What you have to do :: All lines in the material with the string "trim" should be listed.

Dataset records ::
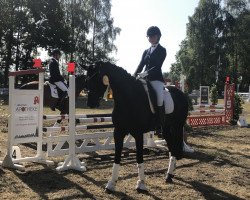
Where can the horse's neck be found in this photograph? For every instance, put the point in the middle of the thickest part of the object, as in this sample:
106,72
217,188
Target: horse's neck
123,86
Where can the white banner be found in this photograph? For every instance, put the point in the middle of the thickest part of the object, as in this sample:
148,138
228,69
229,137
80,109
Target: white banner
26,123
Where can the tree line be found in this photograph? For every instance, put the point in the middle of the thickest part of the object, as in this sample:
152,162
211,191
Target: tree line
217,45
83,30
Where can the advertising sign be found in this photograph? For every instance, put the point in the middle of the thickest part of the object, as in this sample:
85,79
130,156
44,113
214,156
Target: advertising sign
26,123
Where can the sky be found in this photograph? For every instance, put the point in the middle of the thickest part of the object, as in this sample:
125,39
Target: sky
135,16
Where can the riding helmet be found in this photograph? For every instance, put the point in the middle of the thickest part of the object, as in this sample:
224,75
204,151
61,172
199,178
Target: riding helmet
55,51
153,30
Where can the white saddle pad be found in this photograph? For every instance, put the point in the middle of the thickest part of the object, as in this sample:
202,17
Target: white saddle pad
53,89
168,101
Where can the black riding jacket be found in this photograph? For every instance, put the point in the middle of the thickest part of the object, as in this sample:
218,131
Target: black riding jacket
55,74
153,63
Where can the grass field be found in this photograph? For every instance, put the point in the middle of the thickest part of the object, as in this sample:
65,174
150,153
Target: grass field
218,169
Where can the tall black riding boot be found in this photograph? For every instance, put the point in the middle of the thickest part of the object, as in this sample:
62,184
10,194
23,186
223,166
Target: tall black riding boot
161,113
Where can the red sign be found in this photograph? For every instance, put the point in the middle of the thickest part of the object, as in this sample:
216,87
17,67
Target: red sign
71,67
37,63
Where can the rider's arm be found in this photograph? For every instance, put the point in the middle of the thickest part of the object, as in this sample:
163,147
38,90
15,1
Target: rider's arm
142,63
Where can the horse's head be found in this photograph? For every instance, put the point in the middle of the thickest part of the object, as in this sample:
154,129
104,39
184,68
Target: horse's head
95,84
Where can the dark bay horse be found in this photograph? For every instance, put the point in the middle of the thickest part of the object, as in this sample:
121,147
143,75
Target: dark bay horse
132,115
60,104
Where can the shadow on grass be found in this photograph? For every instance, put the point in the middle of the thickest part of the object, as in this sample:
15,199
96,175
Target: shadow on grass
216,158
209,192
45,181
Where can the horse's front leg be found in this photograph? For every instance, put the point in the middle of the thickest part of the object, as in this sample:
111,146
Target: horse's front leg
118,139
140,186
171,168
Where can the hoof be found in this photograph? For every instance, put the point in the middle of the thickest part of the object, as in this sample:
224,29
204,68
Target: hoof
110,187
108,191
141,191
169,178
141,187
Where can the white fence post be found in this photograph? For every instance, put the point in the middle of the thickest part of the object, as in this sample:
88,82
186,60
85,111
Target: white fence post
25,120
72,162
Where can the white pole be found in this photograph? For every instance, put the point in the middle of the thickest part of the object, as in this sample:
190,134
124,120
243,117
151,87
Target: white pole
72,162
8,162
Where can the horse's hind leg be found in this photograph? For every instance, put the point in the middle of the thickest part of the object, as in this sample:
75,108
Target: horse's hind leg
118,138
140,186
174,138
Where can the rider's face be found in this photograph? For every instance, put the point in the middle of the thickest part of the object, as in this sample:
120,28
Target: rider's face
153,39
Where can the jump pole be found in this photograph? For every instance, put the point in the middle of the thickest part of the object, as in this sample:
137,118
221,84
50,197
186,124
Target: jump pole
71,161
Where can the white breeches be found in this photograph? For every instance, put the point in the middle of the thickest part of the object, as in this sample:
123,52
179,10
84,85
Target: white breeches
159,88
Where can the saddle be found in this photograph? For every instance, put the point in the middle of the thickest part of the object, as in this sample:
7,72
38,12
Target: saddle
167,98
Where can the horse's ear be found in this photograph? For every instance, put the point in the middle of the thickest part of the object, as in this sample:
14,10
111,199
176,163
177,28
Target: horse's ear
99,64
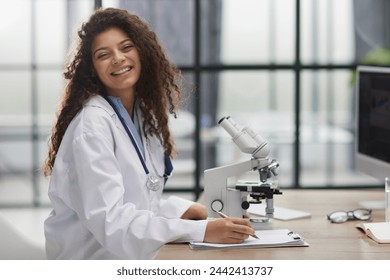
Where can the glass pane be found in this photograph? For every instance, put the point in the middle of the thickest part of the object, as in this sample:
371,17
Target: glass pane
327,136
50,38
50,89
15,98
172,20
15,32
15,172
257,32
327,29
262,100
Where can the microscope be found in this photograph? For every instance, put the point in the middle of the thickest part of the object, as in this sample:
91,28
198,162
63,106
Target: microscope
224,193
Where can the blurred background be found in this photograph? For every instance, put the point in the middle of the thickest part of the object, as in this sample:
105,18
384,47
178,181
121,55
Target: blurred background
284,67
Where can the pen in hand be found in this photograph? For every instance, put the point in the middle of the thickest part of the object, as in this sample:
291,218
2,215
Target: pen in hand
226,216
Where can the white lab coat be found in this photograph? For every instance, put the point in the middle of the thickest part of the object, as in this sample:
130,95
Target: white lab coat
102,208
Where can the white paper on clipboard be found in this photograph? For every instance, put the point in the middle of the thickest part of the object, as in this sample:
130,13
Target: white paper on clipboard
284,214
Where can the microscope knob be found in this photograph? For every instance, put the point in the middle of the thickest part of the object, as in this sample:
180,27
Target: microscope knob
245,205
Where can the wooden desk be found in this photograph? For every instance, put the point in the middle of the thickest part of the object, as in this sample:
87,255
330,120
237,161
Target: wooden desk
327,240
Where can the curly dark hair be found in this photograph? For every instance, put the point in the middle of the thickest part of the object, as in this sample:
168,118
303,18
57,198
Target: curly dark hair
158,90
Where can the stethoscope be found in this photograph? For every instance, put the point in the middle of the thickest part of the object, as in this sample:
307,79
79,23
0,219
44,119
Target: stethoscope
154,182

==

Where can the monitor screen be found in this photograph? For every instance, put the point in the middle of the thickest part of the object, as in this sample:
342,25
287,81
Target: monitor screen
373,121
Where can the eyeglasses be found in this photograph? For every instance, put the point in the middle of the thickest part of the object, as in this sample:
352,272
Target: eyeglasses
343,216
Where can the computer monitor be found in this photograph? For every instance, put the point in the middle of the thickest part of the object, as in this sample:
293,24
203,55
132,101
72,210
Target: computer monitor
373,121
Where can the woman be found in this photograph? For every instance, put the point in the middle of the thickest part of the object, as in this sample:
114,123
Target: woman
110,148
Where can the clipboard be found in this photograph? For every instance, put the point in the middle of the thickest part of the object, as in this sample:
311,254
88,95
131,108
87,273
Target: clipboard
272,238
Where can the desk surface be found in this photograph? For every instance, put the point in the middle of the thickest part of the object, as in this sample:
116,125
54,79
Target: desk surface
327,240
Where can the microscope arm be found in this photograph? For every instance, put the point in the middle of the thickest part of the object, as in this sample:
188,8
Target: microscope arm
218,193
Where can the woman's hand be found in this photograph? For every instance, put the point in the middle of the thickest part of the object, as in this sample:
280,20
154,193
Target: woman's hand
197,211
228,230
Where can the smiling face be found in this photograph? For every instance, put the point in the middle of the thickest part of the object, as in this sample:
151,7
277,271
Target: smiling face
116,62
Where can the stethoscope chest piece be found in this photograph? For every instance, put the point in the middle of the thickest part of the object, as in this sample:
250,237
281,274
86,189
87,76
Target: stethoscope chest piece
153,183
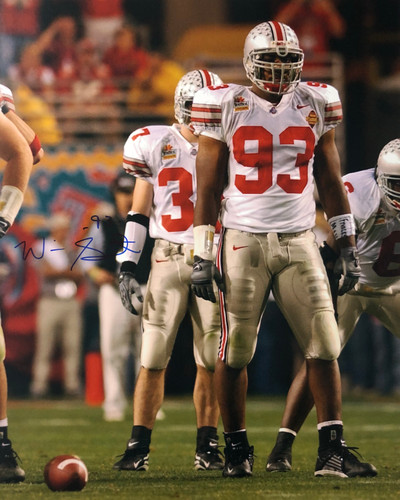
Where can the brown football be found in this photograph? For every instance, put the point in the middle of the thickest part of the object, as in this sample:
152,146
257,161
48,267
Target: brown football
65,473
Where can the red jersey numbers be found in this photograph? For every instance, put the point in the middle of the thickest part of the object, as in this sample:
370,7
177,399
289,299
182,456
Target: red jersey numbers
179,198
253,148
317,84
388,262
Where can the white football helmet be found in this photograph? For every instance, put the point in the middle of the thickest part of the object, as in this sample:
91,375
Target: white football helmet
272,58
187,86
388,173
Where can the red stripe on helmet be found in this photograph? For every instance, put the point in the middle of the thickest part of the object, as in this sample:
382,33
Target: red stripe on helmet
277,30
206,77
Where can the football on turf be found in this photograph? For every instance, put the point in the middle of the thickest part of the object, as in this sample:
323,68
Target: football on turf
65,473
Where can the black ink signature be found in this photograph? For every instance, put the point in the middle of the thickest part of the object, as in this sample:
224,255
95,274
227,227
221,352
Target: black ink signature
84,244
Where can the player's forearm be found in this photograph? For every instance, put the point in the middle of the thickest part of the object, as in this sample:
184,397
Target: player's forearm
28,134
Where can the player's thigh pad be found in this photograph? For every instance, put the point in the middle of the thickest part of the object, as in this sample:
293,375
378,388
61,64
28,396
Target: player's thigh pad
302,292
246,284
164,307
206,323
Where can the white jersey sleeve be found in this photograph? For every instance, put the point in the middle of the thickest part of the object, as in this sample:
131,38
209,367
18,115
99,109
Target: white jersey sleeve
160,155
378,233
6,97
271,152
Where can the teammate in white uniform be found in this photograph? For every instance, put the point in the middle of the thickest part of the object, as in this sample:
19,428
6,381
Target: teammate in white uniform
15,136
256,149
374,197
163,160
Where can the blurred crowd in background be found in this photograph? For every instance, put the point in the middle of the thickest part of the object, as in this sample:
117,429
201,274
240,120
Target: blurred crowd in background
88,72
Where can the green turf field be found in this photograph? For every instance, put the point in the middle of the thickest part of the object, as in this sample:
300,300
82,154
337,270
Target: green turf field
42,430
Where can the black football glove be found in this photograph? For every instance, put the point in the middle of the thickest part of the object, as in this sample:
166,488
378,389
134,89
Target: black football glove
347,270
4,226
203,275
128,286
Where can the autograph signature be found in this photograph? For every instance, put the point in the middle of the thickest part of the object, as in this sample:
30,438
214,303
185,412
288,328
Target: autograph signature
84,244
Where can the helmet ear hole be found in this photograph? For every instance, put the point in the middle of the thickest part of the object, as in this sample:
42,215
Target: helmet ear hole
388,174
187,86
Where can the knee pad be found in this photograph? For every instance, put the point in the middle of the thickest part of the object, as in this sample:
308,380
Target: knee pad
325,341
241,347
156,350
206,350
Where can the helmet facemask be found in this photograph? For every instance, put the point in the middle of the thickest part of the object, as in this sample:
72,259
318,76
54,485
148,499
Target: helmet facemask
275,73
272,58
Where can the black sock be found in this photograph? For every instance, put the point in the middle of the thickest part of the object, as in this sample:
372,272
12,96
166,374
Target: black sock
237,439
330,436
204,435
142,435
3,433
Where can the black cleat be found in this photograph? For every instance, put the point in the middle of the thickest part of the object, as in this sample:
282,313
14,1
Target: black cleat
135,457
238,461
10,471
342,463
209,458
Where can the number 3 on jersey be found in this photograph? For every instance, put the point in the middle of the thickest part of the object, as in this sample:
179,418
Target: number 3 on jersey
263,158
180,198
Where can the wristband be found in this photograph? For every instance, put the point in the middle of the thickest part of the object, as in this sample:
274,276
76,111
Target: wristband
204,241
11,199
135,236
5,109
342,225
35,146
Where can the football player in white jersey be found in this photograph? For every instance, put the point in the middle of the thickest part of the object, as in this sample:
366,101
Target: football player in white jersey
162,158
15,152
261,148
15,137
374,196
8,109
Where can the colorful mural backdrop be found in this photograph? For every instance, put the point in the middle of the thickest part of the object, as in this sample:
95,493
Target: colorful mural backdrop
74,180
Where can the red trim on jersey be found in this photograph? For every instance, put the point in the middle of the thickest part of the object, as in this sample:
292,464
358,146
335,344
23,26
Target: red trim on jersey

Task output ::
Where can the red trim on jersey be found in this photograph? For every instance, put the point in the middle of the thickest part of the object, as in this sample:
Target: red trim on jersey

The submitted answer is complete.